Requirements: Could you copy every one of the records below word for word, leaving out the pictures?

Data listing:
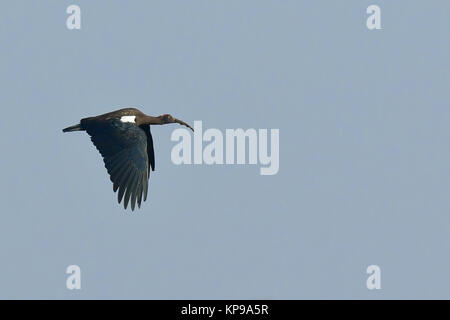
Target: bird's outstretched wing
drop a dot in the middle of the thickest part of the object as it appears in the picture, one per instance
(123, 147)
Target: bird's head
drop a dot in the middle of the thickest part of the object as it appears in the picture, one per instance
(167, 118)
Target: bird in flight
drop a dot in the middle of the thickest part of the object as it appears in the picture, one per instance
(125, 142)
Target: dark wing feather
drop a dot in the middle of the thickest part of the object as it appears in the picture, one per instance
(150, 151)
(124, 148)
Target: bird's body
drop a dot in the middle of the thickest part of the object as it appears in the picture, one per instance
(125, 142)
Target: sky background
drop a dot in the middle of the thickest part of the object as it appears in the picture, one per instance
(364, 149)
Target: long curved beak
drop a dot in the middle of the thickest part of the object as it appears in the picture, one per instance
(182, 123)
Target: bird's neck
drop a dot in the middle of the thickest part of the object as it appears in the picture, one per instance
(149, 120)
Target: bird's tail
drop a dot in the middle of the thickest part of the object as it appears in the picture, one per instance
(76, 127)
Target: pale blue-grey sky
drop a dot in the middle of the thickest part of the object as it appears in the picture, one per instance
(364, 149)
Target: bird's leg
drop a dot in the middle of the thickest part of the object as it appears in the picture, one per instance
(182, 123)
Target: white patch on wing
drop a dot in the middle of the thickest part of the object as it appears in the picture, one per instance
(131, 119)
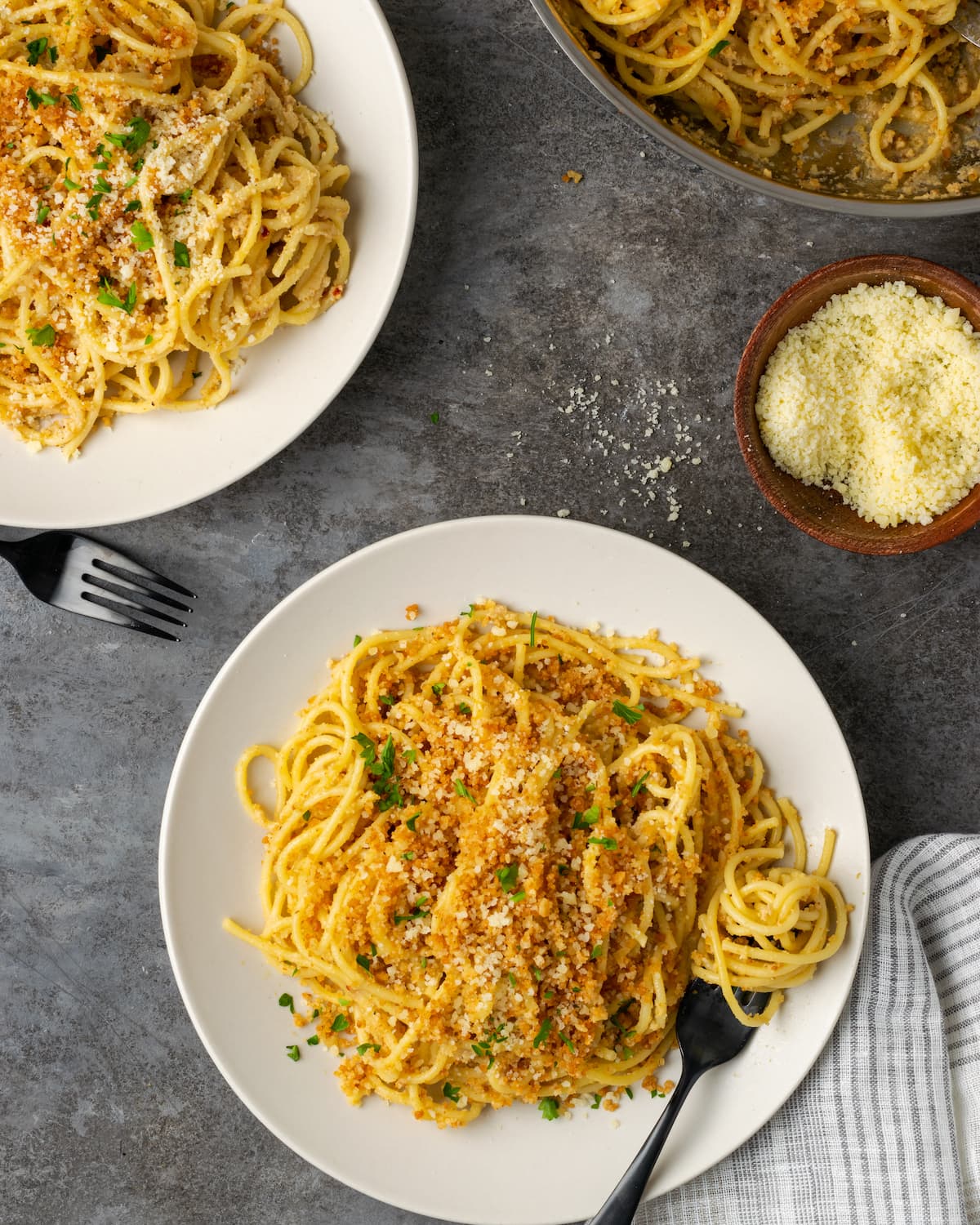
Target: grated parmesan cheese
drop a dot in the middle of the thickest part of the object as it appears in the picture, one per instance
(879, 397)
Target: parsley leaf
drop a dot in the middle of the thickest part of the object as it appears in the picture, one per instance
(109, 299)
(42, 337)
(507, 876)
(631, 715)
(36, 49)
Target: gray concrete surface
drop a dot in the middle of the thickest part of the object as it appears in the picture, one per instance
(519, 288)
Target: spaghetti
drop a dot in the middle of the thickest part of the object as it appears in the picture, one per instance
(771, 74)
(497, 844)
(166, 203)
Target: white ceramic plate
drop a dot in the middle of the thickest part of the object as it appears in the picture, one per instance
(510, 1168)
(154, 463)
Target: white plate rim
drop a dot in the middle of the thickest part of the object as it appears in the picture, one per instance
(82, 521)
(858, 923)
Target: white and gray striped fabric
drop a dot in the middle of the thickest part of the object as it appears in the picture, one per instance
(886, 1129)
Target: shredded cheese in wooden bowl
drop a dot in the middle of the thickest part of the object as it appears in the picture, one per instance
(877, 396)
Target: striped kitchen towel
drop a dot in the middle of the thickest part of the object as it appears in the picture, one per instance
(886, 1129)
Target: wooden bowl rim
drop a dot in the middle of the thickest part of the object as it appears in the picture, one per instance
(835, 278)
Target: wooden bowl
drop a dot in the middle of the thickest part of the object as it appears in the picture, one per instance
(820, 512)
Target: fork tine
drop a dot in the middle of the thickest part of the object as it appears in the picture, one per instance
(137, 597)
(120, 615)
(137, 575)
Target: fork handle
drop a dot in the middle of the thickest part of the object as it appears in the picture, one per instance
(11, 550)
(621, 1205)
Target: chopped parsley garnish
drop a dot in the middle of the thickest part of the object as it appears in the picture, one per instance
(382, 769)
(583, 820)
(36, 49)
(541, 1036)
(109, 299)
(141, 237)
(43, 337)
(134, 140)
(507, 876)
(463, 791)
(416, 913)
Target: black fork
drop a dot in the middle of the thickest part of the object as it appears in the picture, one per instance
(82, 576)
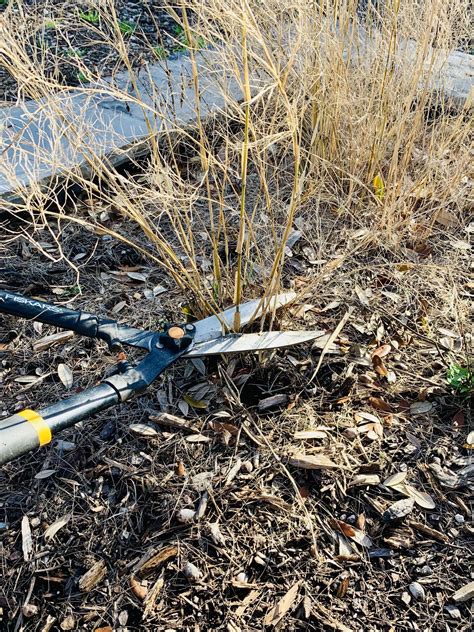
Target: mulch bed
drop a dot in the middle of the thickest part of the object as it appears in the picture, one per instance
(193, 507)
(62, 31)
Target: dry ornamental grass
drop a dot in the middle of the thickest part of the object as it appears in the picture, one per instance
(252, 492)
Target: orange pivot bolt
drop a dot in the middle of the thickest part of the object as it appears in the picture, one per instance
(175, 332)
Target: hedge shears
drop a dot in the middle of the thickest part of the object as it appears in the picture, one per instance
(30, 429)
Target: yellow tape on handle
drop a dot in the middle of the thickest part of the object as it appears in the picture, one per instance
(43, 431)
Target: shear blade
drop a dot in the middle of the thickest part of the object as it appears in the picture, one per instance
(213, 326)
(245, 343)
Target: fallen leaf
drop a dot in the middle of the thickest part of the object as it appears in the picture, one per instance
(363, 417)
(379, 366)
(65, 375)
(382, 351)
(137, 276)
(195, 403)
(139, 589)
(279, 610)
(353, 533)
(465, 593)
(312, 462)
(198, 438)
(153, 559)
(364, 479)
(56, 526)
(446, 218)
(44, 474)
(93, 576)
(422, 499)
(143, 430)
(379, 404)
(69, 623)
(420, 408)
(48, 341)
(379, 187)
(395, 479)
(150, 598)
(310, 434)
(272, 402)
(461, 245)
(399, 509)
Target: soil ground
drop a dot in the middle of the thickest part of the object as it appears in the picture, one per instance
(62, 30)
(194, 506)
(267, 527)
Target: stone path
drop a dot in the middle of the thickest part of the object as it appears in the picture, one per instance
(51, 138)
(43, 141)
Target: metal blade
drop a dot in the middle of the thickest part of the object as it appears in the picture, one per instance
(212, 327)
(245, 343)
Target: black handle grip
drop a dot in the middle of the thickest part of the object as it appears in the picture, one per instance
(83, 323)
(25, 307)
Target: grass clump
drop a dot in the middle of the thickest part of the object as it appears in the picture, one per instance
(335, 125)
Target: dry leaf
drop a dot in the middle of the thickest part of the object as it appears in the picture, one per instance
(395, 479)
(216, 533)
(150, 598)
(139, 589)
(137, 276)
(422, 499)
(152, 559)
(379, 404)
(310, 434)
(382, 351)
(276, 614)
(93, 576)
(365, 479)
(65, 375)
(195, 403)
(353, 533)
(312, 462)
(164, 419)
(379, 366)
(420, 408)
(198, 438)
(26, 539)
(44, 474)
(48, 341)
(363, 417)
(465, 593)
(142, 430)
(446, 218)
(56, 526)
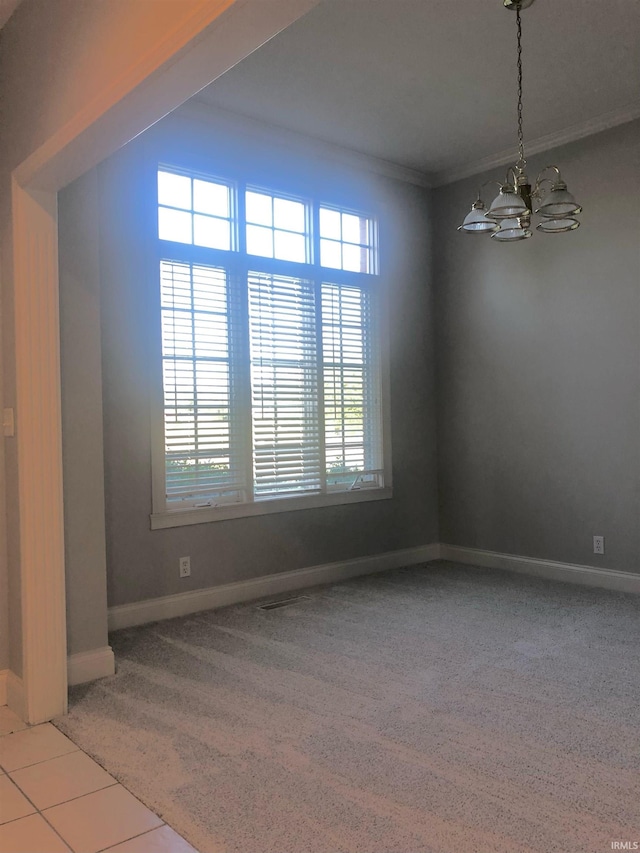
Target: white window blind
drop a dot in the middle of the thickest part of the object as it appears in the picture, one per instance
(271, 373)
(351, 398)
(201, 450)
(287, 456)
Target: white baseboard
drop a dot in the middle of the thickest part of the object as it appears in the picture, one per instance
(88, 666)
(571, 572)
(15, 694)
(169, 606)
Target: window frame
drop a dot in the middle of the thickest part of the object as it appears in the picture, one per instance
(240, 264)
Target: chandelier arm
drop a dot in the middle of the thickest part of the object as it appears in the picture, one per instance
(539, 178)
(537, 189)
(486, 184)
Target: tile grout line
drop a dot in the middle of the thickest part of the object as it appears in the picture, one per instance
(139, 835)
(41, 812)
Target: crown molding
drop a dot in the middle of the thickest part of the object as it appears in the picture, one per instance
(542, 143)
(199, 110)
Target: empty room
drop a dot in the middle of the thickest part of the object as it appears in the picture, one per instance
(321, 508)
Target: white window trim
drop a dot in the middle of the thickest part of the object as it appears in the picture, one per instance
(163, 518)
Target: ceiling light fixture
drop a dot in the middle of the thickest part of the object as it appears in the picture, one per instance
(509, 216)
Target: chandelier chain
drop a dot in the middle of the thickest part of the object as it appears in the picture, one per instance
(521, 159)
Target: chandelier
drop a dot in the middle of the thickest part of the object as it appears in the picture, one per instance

Output of the task:
Target: bird's outstretched wing
drop a dot in the middle of the thickest part of the object as it appears in the picture, one per instance
(123, 147)
Target: bird's head
drop a dot in the middle of the thickest part of the object as it appears in the picture, one per instance
(167, 118)
Target: bird in flight
drop a dot in the middle of the thickest part of the object as it appears in the picture, one per instance
(125, 142)
Target: dark wing feather
drop a dot in the middle of the thickest part of the object as it appears in the picture, one per instance
(150, 151)
(124, 148)
Target: bird's body
drop a dot in the middle of the thickest part of the object as it appears in the picture, one per instance
(125, 142)
Target: sky background
drop a dot in the middle of the thickest part of the object as it appears in the picture, one per instance
(364, 149)
Target: long curved beak
drop a dot in the middle of the thickest part of the object as it appears in the picture, one per instance
(182, 123)
Target: bird's neck
drop a dot in the middle of the thickest part of the object as it appears in the picture, one per instance
(149, 120)
Target: bird's tail
drop a dot in the middle of the thickest part of the object as it appears in the picture, one per instance
(76, 127)
Target: pale blue-grey sky
drop a dot in the middle of the thickest part of the object as it appears in the picture, one per instance
(364, 149)
Target: bird's leg
drop a dot in the middle of the thickest part of the object as it appears in the picture, one per instance
(182, 123)
Target: white patch on wing
drop a dot in the middle of the thickest part of the object as it appears in the picture, one per instance
(131, 119)
Target: grated parmesan cheese
drop a dot in the middle of the thickest part of the object as it appears in the picture, one per instance
(879, 397)
Target: parsley leaf
drop a dot in the middle of the thickest part of the object as it appears in the picture, one per instance
(109, 299)
(42, 337)
(507, 876)
(631, 715)
(36, 49)
Target: gray concrete surface
drop a dot in the middle of the thickest part of the object as it appears in the picture, one per instance
(519, 288)
Target: spaghetti
drop a dot in the middle of the thickest part of the object as it appears in the picture, one per instance
(771, 74)
(497, 844)
(166, 203)
Target: white ceramic plate
drop a dot in the middle of the thickest part of the object as it appears in the picture, one per instance
(510, 1168)
(154, 463)
Target: white plate rim
drop a dot in the middle of the thickest part of the object as it appears in the picture, one per instance
(82, 521)
(858, 923)
Target: white and gray striped fabric
drop a dot in the middle of the thickest part of the object as it appears in the picture, one per instance
(886, 1129)
Target: shredded cheese in wooden bowl
drop a dot in the middle of the thickest part of the object as it appears in the picture, one per instance
(877, 396)
Target: striped kitchen towel
drop a dot in the middle of the thickest part of the object as it appears in the picture, one per instance
(886, 1129)
Target: wooden bowl rim
drop a dot in the middle of the thickest part of the object as it appears in the picture, one per instance
(835, 278)
Target: wooden bowl
drop a dot in the middle of the thickest part of the object as it appears in the picture, one per instance
(820, 512)
Target: fork tine
drop a dot in the middle of the thickest part of the object as it appears in the picture, one per instance
(137, 597)
(120, 615)
(137, 575)
Target: fork handle
drop a dot in the middle of the thickest part of the object as it appears in the picture, one per instance
(11, 550)
(621, 1205)
Target: chopped parsley garnish
drop a dot in the middle of the thickest part of the object as it appears in the picture, one per instance
(382, 769)
(583, 820)
(36, 49)
(541, 1036)
(109, 299)
(141, 237)
(43, 337)
(134, 140)
(507, 876)
(463, 791)
(416, 913)
Target: black fork
drop a dot in the middle of the thickest part of the object as it appears in the picture, one per instance
(82, 576)
Target: mulch bed
drop a dot in the middle of the thickest part of the object as it appears in the picture, one per instance
(193, 507)
(62, 31)
Target: dry ornamental grass
drop a dot in the middle of the thickest part of the object as it appears in the picture, one per instance
(252, 492)
Target: orange pivot bolt
drop a dot in the middle of the thickest part of the object as it appears in the picture, one per instance
(175, 332)
Target: hedge shears
drop a dot in the middle of the thickest part of the object as it appears in the picture, one per instance
(30, 429)
Target: yellow tape on handle
drop a dot in the middle of the thickest part of the object as it appears in the picture, one per instance
(43, 431)
Target: shear blade
drop a dot in the middle of the thickest part of the object as it appears in the picture, one per instance
(213, 326)
(245, 343)
Target: fallen leaf
drop a dot in the middle of the thickest part of the object as it appears in the picture, one per instance
(363, 417)
(379, 366)
(65, 375)
(382, 351)
(137, 276)
(195, 403)
(139, 589)
(279, 610)
(353, 533)
(465, 593)
(312, 462)
(198, 438)
(153, 559)
(364, 479)
(56, 526)
(446, 218)
(44, 474)
(93, 576)
(422, 499)
(143, 430)
(379, 404)
(69, 623)
(420, 408)
(48, 341)
(379, 187)
(395, 479)
(150, 598)
(310, 434)
(272, 402)
(461, 245)
(399, 509)
Target: soil ground
drop a dot in the middle of the thickest part of the object as it appears in the picture, one per instance
(62, 30)
(194, 506)
(267, 527)
Target: stone path
drop a dot in the middle of the thickest part of the object as it appears in the picture, one per instance
(51, 138)
(43, 141)
Target: metal blade
drop a dot in the middle of the thickest part of the object as it appears in the picture, one per instance
(212, 327)
(245, 343)
Target: black handle grip
drop a dot in the middle of the thickest part of the object as it appears in the picture, one per instance
(83, 323)
(25, 307)
Target: grass clump
drop a dot in the middle of the thickest part of the object as it appears in the picture, one per instance
(335, 125)
Target: dry leaf
drop a dot in the middle of the thickest part of the object as it appears in the picture, one per instance
(395, 479)
(216, 533)
(150, 598)
(139, 589)
(137, 276)
(422, 499)
(152, 559)
(379, 404)
(310, 434)
(382, 351)
(276, 614)
(93, 576)
(365, 479)
(65, 375)
(195, 403)
(353, 533)
(312, 462)
(164, 419)
(379, 366)
(420, 408)
(198, 438)
(26, 539)
(44, 474)
(48, 341)
(363, 417)
(465, 593)
(142, 430)
(446, 218)
(56, 526)
Target: white window blind
drop a dot in the middle of the thickest part of the object as it appears in the picture, one per instance
(271, 373)
(351, 398)
(201, 450)
(287, 456)
Target: white baseboard
drop a dot in the middle of the thickest part of the object as it appears in the picture, one per instance
(88, 666)
(571, 572)
(15, 694)
(169, 606)
Target: window frame
drop a dot in the middle of the thickest part of the object as it appears in the picture, one per instance
(240, 264)
Target: chandelier arm
drop a dot in the middle of the thickest part of the object as it appears in the picture, one per instance
(539, 178)
(537, 189)
(486, 184)
Target: tile grout line
drop a dot in the middle of the thickest part of the object as it appears in the picture, one per instance
(139, 835)
(41, 812)
Target: crown molding
drop a dot in the middle of the thickest part of the object as it appears in the picture, one per instance
(542, 143)
(199, 110)
Target: empty room
drop a dot in the middle of the thickest part of the object as it appears in the picture, one per instance
(321, 508)
Target: white window trim
drop a dot in the middle of the thickest part of the object as it appears in the picture, one per instance
(163, 518)
Target: ceiling light fixture
drop a dot in the middle of the thickest part of the object as it appears in the picture, one per instance
(509, 216)
Target: chandelier chain
drop a dot in the middle of the thickest part of the object as it appears in the picture, one per instance
(521, 159)
Target: chandelier
drop a dot in the middle of the thickest part of the object as it appears in the picture, one per instance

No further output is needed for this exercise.